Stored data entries
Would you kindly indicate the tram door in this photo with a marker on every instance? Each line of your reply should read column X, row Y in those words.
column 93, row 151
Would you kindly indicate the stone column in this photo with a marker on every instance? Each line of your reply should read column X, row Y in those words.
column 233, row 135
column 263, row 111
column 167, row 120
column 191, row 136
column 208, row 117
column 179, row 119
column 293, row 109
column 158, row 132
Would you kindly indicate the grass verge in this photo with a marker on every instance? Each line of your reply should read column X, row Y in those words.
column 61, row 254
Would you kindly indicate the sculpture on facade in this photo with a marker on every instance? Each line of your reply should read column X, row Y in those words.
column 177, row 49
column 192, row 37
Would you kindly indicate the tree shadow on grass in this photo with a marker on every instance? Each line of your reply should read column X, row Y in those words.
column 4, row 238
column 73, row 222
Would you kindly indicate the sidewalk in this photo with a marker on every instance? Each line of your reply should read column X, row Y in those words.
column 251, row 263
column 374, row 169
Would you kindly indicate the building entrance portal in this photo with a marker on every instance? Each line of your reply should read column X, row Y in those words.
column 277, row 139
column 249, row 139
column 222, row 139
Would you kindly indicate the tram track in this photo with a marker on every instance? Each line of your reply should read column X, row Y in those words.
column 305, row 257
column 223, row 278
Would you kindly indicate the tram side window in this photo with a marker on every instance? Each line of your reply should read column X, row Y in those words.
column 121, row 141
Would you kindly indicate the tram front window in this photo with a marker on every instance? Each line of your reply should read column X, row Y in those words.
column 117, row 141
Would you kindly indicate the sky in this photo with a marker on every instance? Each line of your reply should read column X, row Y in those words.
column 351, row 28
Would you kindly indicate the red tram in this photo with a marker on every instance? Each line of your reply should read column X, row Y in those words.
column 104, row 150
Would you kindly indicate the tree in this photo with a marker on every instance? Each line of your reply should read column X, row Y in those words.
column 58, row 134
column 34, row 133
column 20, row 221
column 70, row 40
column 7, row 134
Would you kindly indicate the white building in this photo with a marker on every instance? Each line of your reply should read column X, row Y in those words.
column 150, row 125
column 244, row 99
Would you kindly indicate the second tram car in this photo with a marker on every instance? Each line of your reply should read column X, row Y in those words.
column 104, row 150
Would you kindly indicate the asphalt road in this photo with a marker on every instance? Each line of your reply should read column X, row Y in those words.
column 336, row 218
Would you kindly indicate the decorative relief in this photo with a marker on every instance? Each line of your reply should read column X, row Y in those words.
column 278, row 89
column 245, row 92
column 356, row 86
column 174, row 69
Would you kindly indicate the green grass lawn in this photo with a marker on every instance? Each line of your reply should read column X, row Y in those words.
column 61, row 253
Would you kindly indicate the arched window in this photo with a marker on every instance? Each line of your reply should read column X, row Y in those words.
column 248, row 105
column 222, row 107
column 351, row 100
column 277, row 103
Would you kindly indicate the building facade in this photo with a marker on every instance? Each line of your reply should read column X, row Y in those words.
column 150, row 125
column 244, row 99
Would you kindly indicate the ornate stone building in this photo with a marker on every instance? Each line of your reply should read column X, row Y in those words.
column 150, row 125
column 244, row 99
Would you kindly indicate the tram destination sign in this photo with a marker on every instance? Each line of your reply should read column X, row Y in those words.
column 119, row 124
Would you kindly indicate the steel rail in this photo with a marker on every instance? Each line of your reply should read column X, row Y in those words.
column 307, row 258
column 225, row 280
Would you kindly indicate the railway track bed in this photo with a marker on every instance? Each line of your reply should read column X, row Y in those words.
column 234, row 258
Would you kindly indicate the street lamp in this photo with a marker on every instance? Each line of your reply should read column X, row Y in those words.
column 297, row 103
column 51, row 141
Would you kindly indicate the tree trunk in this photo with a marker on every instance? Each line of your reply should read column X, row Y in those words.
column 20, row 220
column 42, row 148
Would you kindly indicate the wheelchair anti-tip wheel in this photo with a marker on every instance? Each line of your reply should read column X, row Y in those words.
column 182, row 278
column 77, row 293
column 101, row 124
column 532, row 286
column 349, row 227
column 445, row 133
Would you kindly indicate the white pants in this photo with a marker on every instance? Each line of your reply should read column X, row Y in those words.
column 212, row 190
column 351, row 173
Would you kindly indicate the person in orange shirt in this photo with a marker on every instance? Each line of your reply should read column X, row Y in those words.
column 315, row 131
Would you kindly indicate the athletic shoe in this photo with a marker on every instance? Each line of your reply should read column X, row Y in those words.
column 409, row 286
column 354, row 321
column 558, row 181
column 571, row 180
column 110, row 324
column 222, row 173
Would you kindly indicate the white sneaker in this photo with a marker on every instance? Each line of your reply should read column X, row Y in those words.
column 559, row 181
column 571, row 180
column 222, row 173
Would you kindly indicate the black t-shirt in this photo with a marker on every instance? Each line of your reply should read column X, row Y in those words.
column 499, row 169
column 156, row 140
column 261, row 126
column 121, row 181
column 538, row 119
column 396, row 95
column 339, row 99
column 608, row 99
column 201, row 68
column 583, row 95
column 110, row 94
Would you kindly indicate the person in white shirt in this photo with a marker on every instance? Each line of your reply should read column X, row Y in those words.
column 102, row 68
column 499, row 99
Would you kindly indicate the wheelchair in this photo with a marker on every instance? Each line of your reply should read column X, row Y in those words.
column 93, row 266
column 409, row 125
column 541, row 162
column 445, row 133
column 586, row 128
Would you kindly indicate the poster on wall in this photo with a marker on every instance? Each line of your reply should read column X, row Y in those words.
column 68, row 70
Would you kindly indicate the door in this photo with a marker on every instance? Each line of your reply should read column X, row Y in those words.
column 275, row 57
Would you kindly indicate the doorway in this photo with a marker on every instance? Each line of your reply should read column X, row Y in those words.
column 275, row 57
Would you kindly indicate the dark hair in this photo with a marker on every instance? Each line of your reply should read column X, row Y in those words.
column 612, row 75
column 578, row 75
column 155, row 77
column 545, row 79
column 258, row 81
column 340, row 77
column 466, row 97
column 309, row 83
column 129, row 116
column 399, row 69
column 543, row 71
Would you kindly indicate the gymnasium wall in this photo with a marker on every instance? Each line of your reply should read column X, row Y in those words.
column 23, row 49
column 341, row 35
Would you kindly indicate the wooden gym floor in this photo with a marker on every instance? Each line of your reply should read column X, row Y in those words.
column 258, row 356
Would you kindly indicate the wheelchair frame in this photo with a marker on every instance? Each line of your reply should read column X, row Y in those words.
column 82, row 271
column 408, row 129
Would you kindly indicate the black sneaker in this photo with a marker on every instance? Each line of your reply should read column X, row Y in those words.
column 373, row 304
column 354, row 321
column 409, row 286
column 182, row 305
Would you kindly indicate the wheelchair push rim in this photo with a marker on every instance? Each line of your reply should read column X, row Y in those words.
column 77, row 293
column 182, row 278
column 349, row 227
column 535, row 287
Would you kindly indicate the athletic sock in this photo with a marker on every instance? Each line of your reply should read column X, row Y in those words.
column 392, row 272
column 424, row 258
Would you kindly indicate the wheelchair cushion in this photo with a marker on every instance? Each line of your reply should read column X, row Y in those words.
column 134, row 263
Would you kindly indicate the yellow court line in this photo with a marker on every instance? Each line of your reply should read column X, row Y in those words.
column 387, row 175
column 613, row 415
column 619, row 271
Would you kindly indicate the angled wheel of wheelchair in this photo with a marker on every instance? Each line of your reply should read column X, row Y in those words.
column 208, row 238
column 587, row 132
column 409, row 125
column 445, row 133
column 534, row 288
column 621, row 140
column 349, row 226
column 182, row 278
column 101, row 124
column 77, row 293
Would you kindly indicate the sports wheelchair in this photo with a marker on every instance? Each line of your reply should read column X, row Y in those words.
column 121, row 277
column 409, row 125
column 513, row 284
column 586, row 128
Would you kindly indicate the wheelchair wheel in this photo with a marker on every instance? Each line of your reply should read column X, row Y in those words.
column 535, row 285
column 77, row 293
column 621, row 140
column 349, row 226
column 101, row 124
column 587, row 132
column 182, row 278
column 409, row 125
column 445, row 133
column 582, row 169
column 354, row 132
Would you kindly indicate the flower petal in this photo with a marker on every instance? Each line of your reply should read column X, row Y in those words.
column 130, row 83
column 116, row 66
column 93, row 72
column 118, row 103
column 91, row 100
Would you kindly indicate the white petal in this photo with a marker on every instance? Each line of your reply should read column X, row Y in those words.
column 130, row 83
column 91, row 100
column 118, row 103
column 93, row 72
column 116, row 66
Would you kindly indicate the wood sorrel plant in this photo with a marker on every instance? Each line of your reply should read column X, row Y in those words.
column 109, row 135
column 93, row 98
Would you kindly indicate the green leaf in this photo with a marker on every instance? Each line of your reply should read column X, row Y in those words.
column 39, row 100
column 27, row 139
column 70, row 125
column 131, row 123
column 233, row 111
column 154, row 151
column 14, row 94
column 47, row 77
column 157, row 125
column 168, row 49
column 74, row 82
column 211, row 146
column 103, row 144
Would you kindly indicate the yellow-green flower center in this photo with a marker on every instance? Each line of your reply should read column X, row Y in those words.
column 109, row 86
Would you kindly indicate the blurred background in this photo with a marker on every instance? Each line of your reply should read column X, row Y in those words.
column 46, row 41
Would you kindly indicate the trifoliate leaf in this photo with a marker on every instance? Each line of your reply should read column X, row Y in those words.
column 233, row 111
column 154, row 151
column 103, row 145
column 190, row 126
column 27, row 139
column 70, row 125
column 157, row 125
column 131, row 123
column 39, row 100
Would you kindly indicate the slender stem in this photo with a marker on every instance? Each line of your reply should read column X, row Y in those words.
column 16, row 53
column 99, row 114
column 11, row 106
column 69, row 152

◆ ABOUT THIS TASK ◆
Transcribe exactly, starting at the line with "Would you kindly indicate the slender" and continuing through the last line of the data above; leave out all earlier lines.

◆ TASK OUTPUT ◆
Would you kindly indicate the slender stem in this photo with a marker on every instance? Each line of your reply should read column X, row Y in those words.
column 16, row 53
column 99, row 114
column 11, row 106
column 69, row 152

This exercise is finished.